=== Problem statement ===
Leave out the pictures and transcribe every entry below exactly.

Saved entries:
————

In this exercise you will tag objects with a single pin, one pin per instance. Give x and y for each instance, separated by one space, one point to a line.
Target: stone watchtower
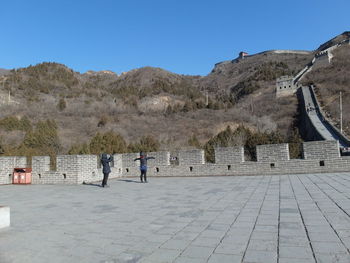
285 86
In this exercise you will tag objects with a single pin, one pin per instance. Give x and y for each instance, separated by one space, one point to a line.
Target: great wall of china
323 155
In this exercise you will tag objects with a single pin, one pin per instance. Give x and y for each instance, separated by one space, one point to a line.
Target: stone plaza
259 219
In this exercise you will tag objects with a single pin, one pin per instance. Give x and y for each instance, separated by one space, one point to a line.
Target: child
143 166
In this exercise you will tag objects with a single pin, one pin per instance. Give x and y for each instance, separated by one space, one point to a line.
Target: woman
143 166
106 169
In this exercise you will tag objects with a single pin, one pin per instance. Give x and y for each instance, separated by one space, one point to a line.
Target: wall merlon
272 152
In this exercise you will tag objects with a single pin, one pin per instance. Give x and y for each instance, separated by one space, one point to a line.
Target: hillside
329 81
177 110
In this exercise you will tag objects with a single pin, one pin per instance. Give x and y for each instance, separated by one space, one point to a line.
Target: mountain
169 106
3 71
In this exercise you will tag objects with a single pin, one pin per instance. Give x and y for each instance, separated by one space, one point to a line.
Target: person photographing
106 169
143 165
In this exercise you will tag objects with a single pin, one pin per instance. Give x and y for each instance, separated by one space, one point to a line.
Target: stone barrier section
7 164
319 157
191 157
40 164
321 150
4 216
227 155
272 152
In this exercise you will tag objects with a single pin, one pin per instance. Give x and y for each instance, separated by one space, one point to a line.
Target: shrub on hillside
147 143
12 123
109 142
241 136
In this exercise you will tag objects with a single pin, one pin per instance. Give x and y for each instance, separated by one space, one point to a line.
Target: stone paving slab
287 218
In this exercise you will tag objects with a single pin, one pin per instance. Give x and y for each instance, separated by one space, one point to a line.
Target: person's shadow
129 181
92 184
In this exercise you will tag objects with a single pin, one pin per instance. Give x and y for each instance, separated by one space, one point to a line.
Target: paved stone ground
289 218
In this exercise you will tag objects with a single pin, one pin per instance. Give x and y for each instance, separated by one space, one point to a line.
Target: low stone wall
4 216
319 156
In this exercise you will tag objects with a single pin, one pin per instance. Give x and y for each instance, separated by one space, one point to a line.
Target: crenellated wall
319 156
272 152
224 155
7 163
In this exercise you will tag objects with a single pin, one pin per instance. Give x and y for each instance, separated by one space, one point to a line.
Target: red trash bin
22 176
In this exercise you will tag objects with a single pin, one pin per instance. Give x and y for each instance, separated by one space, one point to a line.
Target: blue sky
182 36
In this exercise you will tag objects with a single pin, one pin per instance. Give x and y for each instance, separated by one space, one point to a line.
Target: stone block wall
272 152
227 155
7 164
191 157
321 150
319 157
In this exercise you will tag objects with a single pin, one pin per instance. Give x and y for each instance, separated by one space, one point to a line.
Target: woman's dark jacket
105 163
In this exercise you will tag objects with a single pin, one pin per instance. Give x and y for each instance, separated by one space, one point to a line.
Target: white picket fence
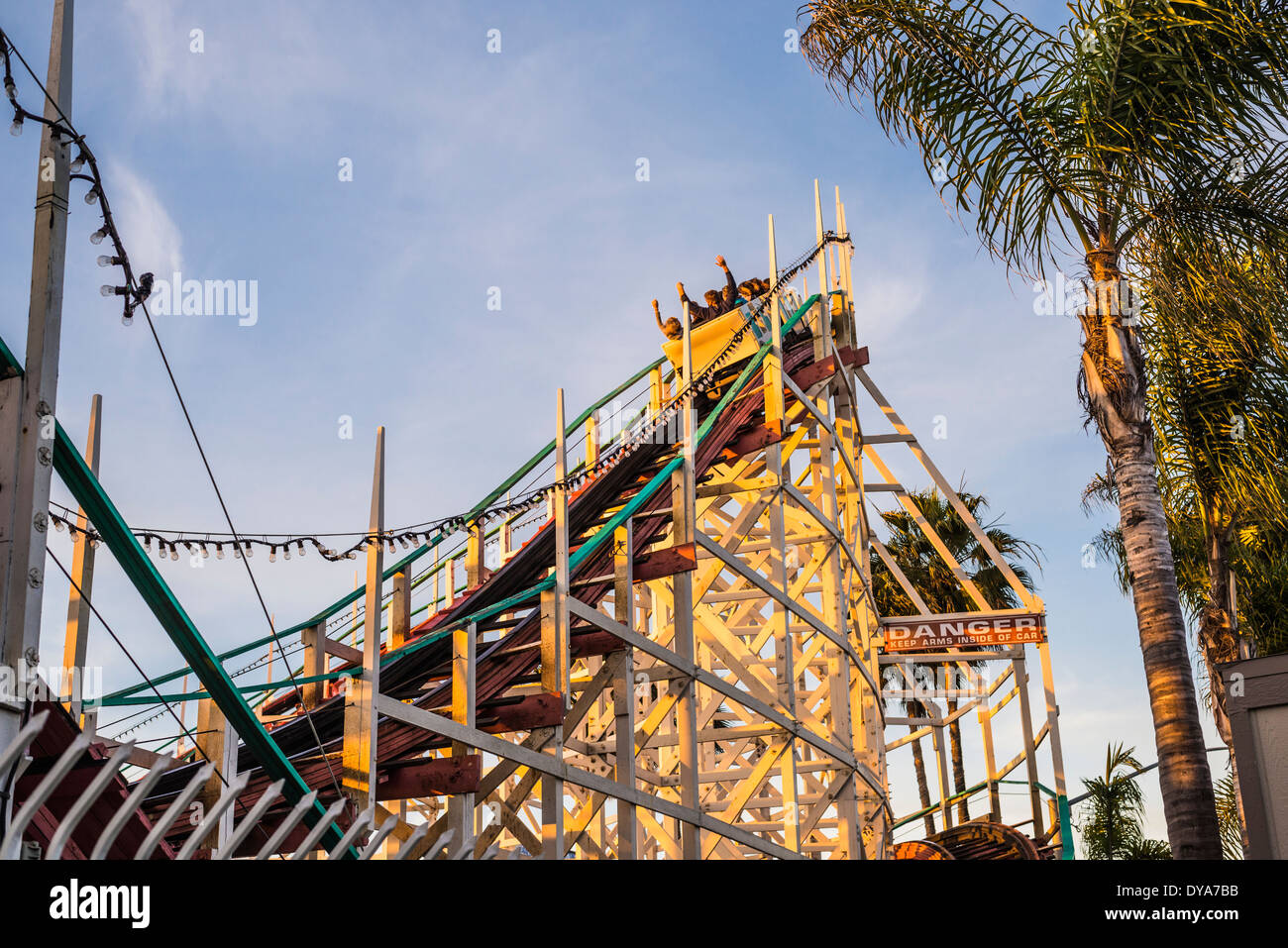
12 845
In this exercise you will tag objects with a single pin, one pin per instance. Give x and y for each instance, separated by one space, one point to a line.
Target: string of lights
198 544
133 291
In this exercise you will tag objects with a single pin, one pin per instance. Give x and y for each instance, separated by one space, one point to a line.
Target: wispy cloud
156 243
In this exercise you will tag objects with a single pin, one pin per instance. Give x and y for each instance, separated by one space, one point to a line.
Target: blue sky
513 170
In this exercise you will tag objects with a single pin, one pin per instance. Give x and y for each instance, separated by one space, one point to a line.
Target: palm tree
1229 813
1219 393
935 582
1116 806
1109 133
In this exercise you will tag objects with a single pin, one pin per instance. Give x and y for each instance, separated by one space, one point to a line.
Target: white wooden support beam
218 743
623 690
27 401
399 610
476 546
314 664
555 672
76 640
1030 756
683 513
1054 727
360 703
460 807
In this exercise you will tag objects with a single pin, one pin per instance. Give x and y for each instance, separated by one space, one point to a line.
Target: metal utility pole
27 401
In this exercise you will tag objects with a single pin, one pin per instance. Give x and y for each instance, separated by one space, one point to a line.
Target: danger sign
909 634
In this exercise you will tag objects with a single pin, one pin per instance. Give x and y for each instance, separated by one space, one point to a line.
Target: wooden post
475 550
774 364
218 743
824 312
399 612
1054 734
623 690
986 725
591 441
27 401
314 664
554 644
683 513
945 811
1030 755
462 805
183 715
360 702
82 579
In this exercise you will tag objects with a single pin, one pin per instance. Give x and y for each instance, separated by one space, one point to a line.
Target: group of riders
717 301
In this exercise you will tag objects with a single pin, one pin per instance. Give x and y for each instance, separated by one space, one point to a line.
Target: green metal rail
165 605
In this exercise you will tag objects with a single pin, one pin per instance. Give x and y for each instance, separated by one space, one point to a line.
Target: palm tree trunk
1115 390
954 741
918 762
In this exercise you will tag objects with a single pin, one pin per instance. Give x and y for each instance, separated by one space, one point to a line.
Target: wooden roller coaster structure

————

=== Your response ===
In this exercise you will tag objects with a single pin, one pin per instance. Give x and y for each instance, separated by one space, one point to a line.
Target: stone watchtower
285 86
In this exercise you will tag objects with a single pin, one pin per instance. Give x and y for each instance, separated by one space, one point to a line.
Target: great wall of china
323 155
In this exercise you will tag objects with a single pin, one pin per instance. Give x and y for each instance, separated by one space, one point to a line.
Target: stone plaza
259 219
In this exercise you will tag objects with a single pin, one pin per instance. Give x and y for each instance, separated by one space, one point to a line.
Target: child
143 166
In this exercise you will tag objects with a single pin, one pin per instance. Give x and y for each instance, separated by one space, one point to a line.
Target: woman
143 166
106 169
In this exercise you will tag objects with a single pin, one pin per instance. Give x and y for each instance, separated by one space, one point to a line.
Target: wall merlon
272 152
In this exercise you will tag objects with a single pin, one pin per instance. Give x and y for each instance, separated by one space, one point to a line.
Target: hillside
329 81
177 110
In this exercise you will tag objects with a single pin, one pin per instance. Give x and y for each instance, separated by one space, one point to a line.
Target: mountain
169 106
3 71
In this exercise you will tag objects with a single pin, one pin per instance. Give x and y for each instance, separated by one space, one point to a line.
Target: person photographing
106 169
143 165
In this exercise you will tag objects with a single pin, one pin per instance. Give x and y for each instance, separated by one space, one point to a line.
Target: stone barrier section
7 164
319 157
191 157
40 164
321 150
4 216
227 155
272 152
In this exercise you will tag objects with a single pin, one pin per instance. Give x and y for each instance, separated by one space, one point to a line.
Target: shrub on hillside
147 143
12 123
109 142
241 136
In this exercise you will tag objects with a single pin, one pin per instance. Give x and y for each instance, separated by one space, one point to a line.
Target: stone paving slab
287 218
In this exercise you will tag objects with a single pin, one pin per instance. Give x and y for each instance, separated by one space, one point to a line.
Target: person's shadow
129 181
92 184
In this exercise you will tag objects with a single pin, one pin per instance. Give x and y for each instance, separated by one space, one point to a line.
Target: paved stone ground
289 218
In this exercise you will tag objects with a single pin, one pin per instance. Give x and y for each instance, separated by one space, one point to a line.
Target: low stone wall
4 216
319 156
In this exercise you will tag objects with a single pin, one pin per instance. Give x and y for each instance, separated by one space, one point to a line.
Target: crenellated wall
319 156
272 152
224 155
7 163
In this exercise you will tag objects with a single pin, one pin per instance. Give x and y for each instance, separated by one space, one point to a line.
Target: red trash bin
22 176
In this exercise you will tag objects with a single pin, one pin per instance. Give x and y for each instance, separated by one space, one point to a line.
Target: blue sky
182 36
In this exercise you will tag objects with a single pin, one pin per instance. Give x and y for each instance, separated by one space, one point to a line.
Target: stone block wall
272 152
227 155
7 164
191 157
321 150
319 157
In this exercise you will tag objects with a single pin, one pin per instance. Give x and y for each instance, separated by one space, one point to a line.
Target: woman's dark jacket
105 163
In this exercise you will tag objects with a single pin, one pin per instance. Give x and y for each instance, separated by one space, one point to a line.
Target: white picket fence
12 845
In this exercise you will tag objects with a single pin, one pin per instance. Give x and y for each instance, separated by one space, one point to a line.
Target: string of lights
198 544
133 291
In this exercise you will tag objects with a single pin, one pin per instance. Give x and y for each instance, separated by one space, one point to a line.
Target: wispy cloud
156 243
In this exercise you will tag objects with a single pin, one pin per instance. Give x and y for each instance, separated by one space, one point to a line.
Target: blue sky
513 170
In this exercise you will tag objects with a single pin, one pin per instance. Give x and y for each instance, separated by one space, one point to a line.
Target: palm tree
1229 813
1219 393
935 582
1116 806
1109 133
In this exercise you will tag objects with a single pin, one pin per instance. Give x and y for each instance, separated by one space, one point to a line.
Target: white wooden support beam
218 743
623 690
27 401
399 610
476 546
314 664
555 672
76 640
1030 756
683 513
1054 727
360 703
460 807
In this exercise you will tag objects with a single pin, one pin per instance. Give x and y for each instance, separated by one space, one point to a line.
Target: metal utility pole
27 401
In this exercise you will tag objects with a single pin, one pin per instance. Give x and y for each instance, separated by one space, one point to a line.
Target: danger sign
909 634
In this exercise you will tag objects with a single pin, one pin per instance. Give x and y for each instance, separated by one space, one point to a line.
Target: wooden post
475 550
774 364
218 743
824 312
399 612
1054 734
623 690
986 725
591 441
27 401
314 664
554 644
683 513
945 811
1030 755
462 805
183 715
360 702
82 579
In this exercise you will tag objects with a single pin, one pin per instance. Give x and y for each instance, separated by one space, one point to a line.
Target: group of riders
717 301
In this exercise you will tag objects with a single pin, one pin per instance. Give x and y for each instance, separated by one space, one point to a line.
Target: green metal rail
165 605
In this exercise you will tag objects with a single pin, one pin per instance. Give x and y for each instance, separated by one space, one point to a line.
Target: palm tree trunk
1115 390
954 741
918 762
In this exercise you will tag objects with a single pin, one pin per instance. Give x and y for each instance, separated by one space, one point to a line.
Target: wooden roller coaster structure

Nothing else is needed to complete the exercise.